## TASK DIRECTIONS:
Transcribe the passage of the op-ed on ending tuberculosis that begins at the words "Over the past" and stops after the words "and community advocacy.".

Yes! We Can End TB If Communities Lead the Way
OP-ED by Helen Hallstrom, Senior Partnership Officer, ADPP Mozambique
This March 24, on World Tuberculosis (TB) Day, we are reminded that TB is both preventable and curable, yet it continues to devastate the most vulnerable. People living with HIV, those suffering from malnutrition, and families struggling under the impacts of climate change are still dying from a disease that should no longer claim lives.
Recent floods in Mozambique have been unprecedented in parts of the country, destroying entire harvests, washing away homes, and making travel to health clinics nearly impossible. Imagine a subsistence farmer whose entire crop is gone. He has little to eat and cannot reach the clinic to collect his TB medication. TB continues to take lives precisely because these struggles are invisible unless communities can speak up and be heard.
TB is more than a disease of the lungs. It isolates, stigmatizes, and threatens the survival of entire families. In the Marracuene and Matola districts, drug-resistant TB and stock-outs of essential medicines have been persistent challenges. Families struggle to support loved ones through long, complex treatment regimens while facing fear, stigma, and daily hardships intensified by climate shocks.
Over the past two years, 15,900 people used OneImpact, a community-led monitoring tool implemented in partnership with the Stop TB Partnership, to report barriers to TB care in Mozambique. Most users lived in rural areas, and the platform improved communication, access to services, and treatment adherence. OneImpact demonstrated that technology alone cannot end TB. It works only when combined with human connection, local leadership, and community advocacy.
Between October 2025 and January 2026, the Challenge Facility for Civil Society project was built on this foundation in the Marracuene and Matola districts. People affected by TB could share their experiences in real time through OneImpact. During these four months, 239 people reported 272 barriers to care, including 97 drug stock-outs that affected patients with drug-resistant TB. Over 6,000 people participated in TB literacy sessions, learning about prevention, treatment adherence, and stigma reduction. At the same time, 420 individuals with DR-TB joined Survivor Clubs, peer networks that offered psychosocial support and guidance to navigate long and complex treatment regimens.
Human stories bring these numbers to life, such as Ajape Jussa, who almost abandoned his treatment after being rejected by his family. With support from trained community activists and his peers in the Survivor Club, he received counselling, re-engaged his family, and completed his therapy. Ajape’s journey shows that stigma is not just a social issue; it is a clinical barrier and directly affects treatment outcomes. Listening to and supporting communities can save lives.
The project also achieved lasting systemic change. The National Tuberculosis Program formally endorsed community-led monitoring indicators, including those specific to drug-resistant TB. Community-generated, geo-referenced data allowed health authorities to respond quickly. Every patient affected by drug stock-outs received medication within seven days. This demonstrates the power of documenting barriers, acting on data, and trusting communities to lead the response.

Ending TB requires more than medicines. It requires partnership, sustained investment, and respect for the knowledge of those most affected. Global donors can help accelerate impact by funding locally led initiatives, supporting community health workers, and expanding digital and peer-based interventions that empower patients. When communities lead, technology is meant to support human connection, and when employed in the way we have with OneImpact, treatment adherence improves, and health systems become more accountable.
This World Tuberculosis Day, we must remember that yes, we can end TB, but only if we document barriers, listen to the affected, and act together. By combining human insight, innovation, and cross-sector collaboration, we can turn fear into adherence, isolation into support, and commitments into life-saving outcomes.

Data drawn from a collection:
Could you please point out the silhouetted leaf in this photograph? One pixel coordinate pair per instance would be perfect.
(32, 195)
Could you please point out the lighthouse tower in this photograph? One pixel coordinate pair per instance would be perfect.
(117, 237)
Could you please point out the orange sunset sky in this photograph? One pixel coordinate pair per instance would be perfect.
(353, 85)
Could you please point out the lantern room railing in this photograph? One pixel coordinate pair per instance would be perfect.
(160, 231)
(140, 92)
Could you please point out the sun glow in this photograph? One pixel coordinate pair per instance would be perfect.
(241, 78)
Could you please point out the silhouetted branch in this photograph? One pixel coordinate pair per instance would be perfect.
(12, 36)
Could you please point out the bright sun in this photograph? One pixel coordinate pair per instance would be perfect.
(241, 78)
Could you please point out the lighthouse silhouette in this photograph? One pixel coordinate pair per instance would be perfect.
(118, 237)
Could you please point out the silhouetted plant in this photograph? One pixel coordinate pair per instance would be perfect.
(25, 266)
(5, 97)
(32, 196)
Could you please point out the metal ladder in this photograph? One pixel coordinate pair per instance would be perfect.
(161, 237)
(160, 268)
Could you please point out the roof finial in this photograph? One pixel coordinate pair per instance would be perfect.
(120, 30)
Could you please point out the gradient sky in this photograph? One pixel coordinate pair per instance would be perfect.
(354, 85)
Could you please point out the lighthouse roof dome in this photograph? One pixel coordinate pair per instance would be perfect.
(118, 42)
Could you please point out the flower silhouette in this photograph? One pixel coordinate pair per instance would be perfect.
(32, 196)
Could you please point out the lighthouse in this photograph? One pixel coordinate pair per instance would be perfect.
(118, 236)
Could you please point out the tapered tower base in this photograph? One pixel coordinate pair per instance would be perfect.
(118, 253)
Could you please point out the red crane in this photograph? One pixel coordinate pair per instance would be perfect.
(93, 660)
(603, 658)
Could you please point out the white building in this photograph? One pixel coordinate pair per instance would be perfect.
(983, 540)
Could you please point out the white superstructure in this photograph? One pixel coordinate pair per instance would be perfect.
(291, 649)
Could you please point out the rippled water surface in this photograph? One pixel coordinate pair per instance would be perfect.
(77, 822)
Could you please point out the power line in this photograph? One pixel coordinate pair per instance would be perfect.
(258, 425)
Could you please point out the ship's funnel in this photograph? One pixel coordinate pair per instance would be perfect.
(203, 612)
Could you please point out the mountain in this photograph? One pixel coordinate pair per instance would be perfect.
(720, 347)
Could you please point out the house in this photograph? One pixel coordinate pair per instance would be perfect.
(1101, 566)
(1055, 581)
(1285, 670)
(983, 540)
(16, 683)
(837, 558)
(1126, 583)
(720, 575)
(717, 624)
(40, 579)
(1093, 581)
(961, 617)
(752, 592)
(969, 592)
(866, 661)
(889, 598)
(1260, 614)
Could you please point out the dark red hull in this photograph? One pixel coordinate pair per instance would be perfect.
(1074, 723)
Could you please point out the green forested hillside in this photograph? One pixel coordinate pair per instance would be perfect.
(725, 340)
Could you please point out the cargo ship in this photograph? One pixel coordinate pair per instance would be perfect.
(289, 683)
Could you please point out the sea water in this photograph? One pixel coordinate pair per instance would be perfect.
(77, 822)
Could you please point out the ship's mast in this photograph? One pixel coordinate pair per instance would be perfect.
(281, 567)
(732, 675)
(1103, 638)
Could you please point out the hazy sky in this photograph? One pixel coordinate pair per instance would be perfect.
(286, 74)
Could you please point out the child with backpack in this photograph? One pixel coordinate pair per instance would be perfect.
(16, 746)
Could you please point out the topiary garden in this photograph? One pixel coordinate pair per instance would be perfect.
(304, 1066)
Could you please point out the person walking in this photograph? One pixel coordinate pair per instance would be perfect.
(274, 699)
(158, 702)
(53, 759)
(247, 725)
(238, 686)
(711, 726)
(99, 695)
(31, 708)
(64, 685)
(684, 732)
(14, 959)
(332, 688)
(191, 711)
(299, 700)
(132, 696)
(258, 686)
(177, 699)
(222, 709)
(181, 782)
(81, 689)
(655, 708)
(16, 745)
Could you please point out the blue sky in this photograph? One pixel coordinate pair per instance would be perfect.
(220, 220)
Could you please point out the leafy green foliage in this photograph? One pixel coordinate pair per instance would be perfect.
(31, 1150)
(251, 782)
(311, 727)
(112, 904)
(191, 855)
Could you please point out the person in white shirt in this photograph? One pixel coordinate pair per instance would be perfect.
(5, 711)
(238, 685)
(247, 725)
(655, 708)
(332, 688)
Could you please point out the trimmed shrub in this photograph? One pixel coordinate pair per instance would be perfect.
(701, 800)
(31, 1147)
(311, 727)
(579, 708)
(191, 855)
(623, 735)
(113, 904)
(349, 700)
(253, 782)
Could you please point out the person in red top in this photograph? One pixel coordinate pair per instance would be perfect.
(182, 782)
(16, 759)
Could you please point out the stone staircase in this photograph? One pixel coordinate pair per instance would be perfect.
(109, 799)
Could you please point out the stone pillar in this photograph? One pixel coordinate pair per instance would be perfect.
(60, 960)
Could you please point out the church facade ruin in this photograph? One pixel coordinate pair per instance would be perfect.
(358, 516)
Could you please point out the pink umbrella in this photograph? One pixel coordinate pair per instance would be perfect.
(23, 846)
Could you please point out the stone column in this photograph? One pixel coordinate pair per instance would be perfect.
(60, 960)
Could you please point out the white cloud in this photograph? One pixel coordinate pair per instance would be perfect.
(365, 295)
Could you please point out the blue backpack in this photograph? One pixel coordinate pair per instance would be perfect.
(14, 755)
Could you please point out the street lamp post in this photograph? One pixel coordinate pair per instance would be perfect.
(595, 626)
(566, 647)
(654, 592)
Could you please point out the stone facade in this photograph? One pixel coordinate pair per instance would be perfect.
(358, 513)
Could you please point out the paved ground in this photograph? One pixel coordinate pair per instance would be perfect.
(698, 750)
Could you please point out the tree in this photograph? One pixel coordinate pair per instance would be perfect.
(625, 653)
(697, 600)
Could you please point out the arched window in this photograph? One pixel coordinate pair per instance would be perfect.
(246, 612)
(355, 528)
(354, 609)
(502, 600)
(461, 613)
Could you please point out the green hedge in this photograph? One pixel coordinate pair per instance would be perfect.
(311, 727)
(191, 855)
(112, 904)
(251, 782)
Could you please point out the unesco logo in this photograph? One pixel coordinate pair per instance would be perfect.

## SOLVED EXERCISE:
Over the past two years, 15,900 people used OneImpact, a community-led monitoring tool implemented in partnership with the Stop TB Partnership, to report barriers to TB care in Mozambique. Most users lived in rural areas, and the platform improved communication, access to services, and treatment adherence. OneImpact demonstrated that technology alone cannot end TB. It works only when combined with human connection, local leadership, and community advocacy.